EXERCISE DETAILS:
Copy the entries exactly. Their pictures do not belong in the copy.

INPUT DATA:
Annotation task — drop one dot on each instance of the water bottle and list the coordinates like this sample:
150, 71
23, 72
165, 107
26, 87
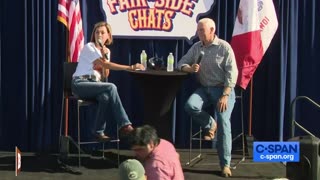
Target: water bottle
170, 61
143, 59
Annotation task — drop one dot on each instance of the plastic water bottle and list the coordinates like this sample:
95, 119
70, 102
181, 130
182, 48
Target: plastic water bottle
143, 59
170, 62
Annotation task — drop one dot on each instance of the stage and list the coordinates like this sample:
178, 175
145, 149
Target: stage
47, 166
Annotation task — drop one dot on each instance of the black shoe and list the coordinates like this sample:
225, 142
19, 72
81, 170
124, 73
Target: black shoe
102, 137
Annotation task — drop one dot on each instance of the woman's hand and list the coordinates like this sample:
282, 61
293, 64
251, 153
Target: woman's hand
104, 50
195, 67
138, 66
98, 63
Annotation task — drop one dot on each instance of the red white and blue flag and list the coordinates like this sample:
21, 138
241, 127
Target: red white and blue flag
70, 15
255, 26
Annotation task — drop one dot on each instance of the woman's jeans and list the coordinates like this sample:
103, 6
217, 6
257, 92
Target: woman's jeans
209, 96
107, 96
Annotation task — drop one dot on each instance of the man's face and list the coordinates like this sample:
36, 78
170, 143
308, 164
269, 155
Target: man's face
205, 33
142, 152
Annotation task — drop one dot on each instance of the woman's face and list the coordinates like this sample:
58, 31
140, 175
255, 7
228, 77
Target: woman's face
102, 33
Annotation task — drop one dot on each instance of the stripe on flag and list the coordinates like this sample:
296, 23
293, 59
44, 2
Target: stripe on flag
255, 26
70, 15
18, 161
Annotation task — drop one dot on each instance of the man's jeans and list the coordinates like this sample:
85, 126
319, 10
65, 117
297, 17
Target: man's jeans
204, 97
108, 99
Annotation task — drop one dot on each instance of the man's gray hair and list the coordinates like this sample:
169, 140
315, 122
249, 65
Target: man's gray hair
209, 22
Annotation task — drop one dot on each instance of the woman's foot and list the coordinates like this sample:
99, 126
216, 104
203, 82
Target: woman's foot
210, 134
226, 172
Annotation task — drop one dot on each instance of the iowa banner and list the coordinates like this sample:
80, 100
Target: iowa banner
70, 15
255, 26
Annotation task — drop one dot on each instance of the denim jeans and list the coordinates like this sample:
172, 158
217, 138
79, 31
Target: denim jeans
204, 97
107, 96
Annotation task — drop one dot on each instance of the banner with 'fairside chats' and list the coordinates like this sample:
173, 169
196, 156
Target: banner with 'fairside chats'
155, 18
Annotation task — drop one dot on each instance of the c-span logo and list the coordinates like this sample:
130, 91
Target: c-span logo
276, 151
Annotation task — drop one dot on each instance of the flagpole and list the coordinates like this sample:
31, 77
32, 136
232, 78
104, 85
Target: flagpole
250, 109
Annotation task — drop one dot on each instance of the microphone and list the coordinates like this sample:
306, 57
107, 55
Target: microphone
200, 57
101, 45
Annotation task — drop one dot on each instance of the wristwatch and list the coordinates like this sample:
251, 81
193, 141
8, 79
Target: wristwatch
225, 94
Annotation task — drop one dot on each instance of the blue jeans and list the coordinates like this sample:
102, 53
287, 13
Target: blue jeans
107, 97
204, 97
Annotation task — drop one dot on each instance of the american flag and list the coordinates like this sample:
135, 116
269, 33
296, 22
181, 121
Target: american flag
70, 15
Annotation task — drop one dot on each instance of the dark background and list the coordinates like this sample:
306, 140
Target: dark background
33, 49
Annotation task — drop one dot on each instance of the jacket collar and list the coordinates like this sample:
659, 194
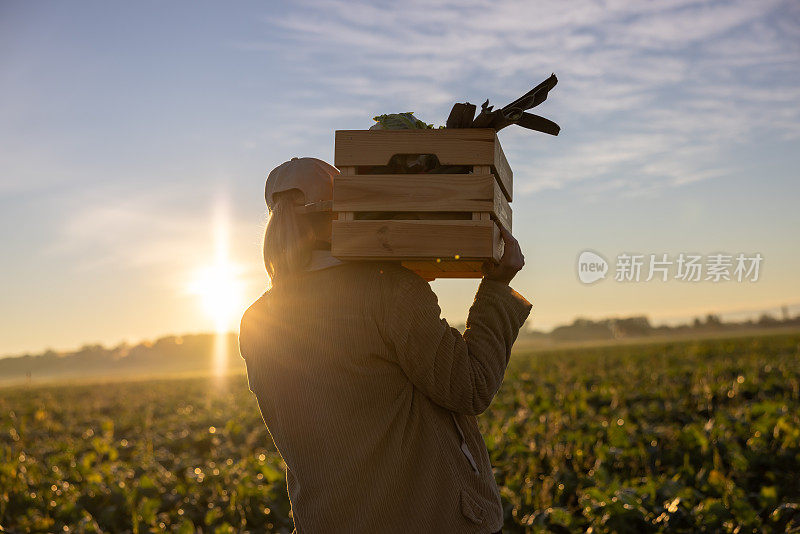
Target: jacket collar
321, 259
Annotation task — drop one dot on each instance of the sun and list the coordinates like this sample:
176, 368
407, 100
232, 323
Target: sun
220, 290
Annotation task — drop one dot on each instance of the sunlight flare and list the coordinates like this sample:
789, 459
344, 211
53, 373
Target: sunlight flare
220, 289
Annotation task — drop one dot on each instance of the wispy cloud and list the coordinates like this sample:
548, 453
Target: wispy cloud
651, 95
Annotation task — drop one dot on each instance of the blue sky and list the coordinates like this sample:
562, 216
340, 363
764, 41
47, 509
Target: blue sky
125, 127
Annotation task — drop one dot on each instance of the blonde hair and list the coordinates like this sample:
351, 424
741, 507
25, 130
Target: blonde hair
288, 240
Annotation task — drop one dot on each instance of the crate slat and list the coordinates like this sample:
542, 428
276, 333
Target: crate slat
421, 192
454, 146
416, 239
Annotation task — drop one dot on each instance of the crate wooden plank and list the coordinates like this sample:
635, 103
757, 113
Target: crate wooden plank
419, 266
421, 192
448, 274
453, 146
415, 239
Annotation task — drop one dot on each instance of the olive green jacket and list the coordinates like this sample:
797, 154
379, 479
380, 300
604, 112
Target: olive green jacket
370, 397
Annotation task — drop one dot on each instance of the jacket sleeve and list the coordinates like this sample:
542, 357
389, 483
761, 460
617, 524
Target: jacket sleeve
460, 373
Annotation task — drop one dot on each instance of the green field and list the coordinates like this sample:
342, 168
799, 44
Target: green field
668, 437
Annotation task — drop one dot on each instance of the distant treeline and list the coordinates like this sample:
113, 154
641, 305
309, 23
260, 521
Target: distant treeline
196, 353
168, 355
640, 327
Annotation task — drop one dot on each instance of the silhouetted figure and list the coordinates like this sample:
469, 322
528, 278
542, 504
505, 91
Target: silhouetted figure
369, 395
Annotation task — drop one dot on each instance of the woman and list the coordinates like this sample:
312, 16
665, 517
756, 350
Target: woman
370, 396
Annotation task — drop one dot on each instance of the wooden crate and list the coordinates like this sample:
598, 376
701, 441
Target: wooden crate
438, 225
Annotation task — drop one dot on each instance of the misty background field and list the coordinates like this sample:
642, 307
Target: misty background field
682, 436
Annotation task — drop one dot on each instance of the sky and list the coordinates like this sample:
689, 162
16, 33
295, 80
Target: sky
131, 133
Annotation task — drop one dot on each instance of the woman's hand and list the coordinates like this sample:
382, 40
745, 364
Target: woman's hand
510, 264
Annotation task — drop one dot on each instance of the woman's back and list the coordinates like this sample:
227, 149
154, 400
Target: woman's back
367, 392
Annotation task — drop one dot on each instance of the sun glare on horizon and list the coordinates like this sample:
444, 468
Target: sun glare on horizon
220, 290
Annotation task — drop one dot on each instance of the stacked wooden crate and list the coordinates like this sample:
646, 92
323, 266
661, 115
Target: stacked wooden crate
438, 225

TASK OUTPUT:
Annotation task — drop one dot on each instance of the water bottle and list the coordinates like this sample:
150, 71
23, 72
165, 107
26, 87
Target: water bottle
170, 61
143, 59
Annotation task — drop one dot on each instance of the plastic water bottle and list the coordinates like this sample:
95, 119
70, 102
181, 130
182, 48
Target: plastic water bottle
143, 59
170, 62
Annotation task — drop one dot on each instance of the stage and list the coordinates like this sample:
178, 175
145, 149
Target: stage
47, 166
Annotation task — drop one dot on each instance of the black shoe and list the coordinates like this sample:
225, 142
19, 72
81, 170
124, 73
Target: black shoe
102, 137
Annotation task — drop one dot on each instance of the woman's hand and list the coordinates like this sample:
282, 61
293, 64
251, 153
Target: woman's hand
104, 50
195, 67
138, 66
98, 63
Annotation task — drop one dot on each instance of the red white and blue flag and list the coordinates like this sample:
21, 138
241, 127
Target: red white and blue flag
70, 15
255, 26
Annotation task — drop one dot on each instance of the woman's jeans and list the coordinates like this sample:
103, 6
217, 6
257, 92
Target: woman's jeans
209, 96
107, 96
Annotation task — drop one dot on each instance of the man's face and list the coordinates like this sample:
36, 78
170, 143
308, 164
269, 155
Target: man's face
205, 33
142, 152
Annotation task — drop one dot on each instance of the woman's face and list the coordinates like this sample:
58, 31
140, 175
255, 7
228, 77
Target: woman's face
102, 33
Annotation task — drop one dot on each instance of the stripe on flag and list the coordinates like this sample:
296, 23
293, 59
44, 2
Target: stripe on flag
255, 26
70, 15
18, 161
Annotation task — drop one dot on each instance of the man's jeans and list the coordinates like this sample:
85, 126
319, 10
65, 117
297, 17
Target: man's jeans
204, 97
108, 99
Annotation task — drop one dot on each instance of the man's gray hair and list the coordinates like this sample:
169, 140
315, 122
249, 65
Target: man's gray hair
209, 22
Annotation task — drop one dot on each instance of the woman's foot and list the coordinates like this sample:
99, 126
216, 104
203, 82
Target: woman's foot
210, 134
226, 172
Annotation task — drop one dot on each instance of the iowa banner and list the coordinates like this sample:
80, 100
Target: iowa banner
70, 15
255, 26
Annotation task — drop one dot on each instance of the denim jeans and list the coordinates like this sample:
172, 158
217, 138
79, 31
Target: denim jeans
204, 97
107, 96
Annotation task — drop one dot on each instance of the banner with 'fairside chats' and list the coordinates like this sample:
173, 169
196, 156
Target: banner with 'fairside chats'
155, 18
Annotation task — drop one dot on each instance of the c-span logo and list the coordinates like this sample:
130, 91
Target: c-span logo
276, 151
Annotation task — drop one dot on each instance of the flagpole and list the coordinates like this sample:
31, 77
32, 136
232, 78
104, 85
Target: flagpole
250, 109
Annotation task — drop one dot on each instance of the microphone and list the coordinates like this sample:
306, 57
107, 55
Target: microphone
200, 57
101, 45
Annotation task — drop one dot on each instance of the wristwatch and list the coordinates like this sample:
251, 81
193, 141
8, 79
Target: wristwatch
225, 94
Annotation task — drop one dot on each instance of the blue jeans and list the coordinates like this sample:
102, 53
287, 13
Target: blue jeans
107, 97
204, 97
Annotation task — drop one dot on each instance of the american flag and list the coordinates like this sample:
135, 116
269, 33
296, 22
181, 121
Target: american flag
70, 15
Annotation task — drop one dot on each instance of the dark background and list the coordinates like this sample:
306, 140
Target: dark background
33, 49
Annotation task — drop one dot on each instance of the jacket collar and list the coordinates like this sample:
659, 194
Target: jacket collar
321, 259
Annotation task — drop one dot on each instance of the sun and list the coordinates like this sample:
176, 368
407, 100
232, 323
Target: sun
220, 290
Annotation task — drop one dot on each instance of the sunlight flare and list the coordinates like this sample:
789, 459
344, 211
53, 373
Target: sunlight flare
220, 289
Annotation task — drop one dot on each instance of the wispy cloud and list the coordinates like this sample:
548, 453
Target: wispy cloud
651, 95
Annotation task — drop one dot on each instance of the blue sky and list the coordinates like this sample:
562, 216
340, 363
764, 41
47, 509
Target: blue sky
125, 127
Annotation task — drop one dot on each instance of the blonde hair and list the coordinates like this sample:
351, 424
741, 507
25, 130
Target: blonde hair
288, 240
Annotation task — drop one dot on each instance of the crate slat and list the coordinates like this sample:
542, 428
276, 333
Target: crate slat
421, 192
454, 146
416, 239
Annotation task — drop one dot on each instance of the crate wooden plank and list the coordinates like this sample:
635, 103
757, 113
Target: crate wooden plank
419, 266
421, 192
448, 274
453, 146
415, 239
Annotation task — drop one dot on each instance of the olive green jacket and list the coordinates like this sample:
797, 154
379, 479
380, 300
604, 112
Target: olive green jacket
370, 397
Annotation task — drop one dot on each instance of the jacket sleeve and list the coordinates like this sample:
542, 357
389, 483
761, 460
617, 524
Target: jacket sleeve
460, 373
Annotation task — drop one dot on each instance of the green field and list the coordinates like this sample:
342, 168
799, 44
Target: green field
668, 437
Annotation task — drop one dot on each instance of the distant treeline and list the coordinates like this sample:
113, 154
641, 305
309, 23
260, 521
Target: distant treeline
196, 353
168, 355
640, 327
Annotation task — drop one dot on each instance of the silhouetted figure and list the coordinates like this sample:
469, 322
528, 278
542, 504
505, 91
Target: silhouetted figure
369, 395
Annotation task — drop one dot on each instance of the woman and list the coordinates like this sample:
312, 16
665, 517
756, 350
Target: woman
370, 396
Annotation task — drop one dot on each instance of the wooden crate and list the coordinates like this sample:
598, 376
701, 441
Target: wooden crate
438, 225
Annotation task — drop one dot on each instance of the misty background field and list the coordinates like this sample:
642, 307
Target: misty background field
682, 436
Annotation task — drop one dot on each instance of the sky and list the coordinates like this sample:
689, 162
16, 33
295, 80
Target: sky
131, 133
Annotation task — drop one dot on each instance of the woman's hand and list the coordinates like this sample:
382, 40
745, 364
Target: woman's hand
510, 264
Annotation task — drop one dot on each instance of the woman's back and list the coordinates like this sample:
227, 149
154, 400
Target: woman's back
367, 392
Annotation task — drop one dot on each instance of the sun glare on horizon and list the coordinates like this sample:
444, 468
Target: sun glare on horizon
220, 290
Annotation task — drop one dot on each instance of the stacked wooden crate and list the coordinates like this sample:
646, 92
323, 266
661, 115
Target: stacked wooden crate
438, 225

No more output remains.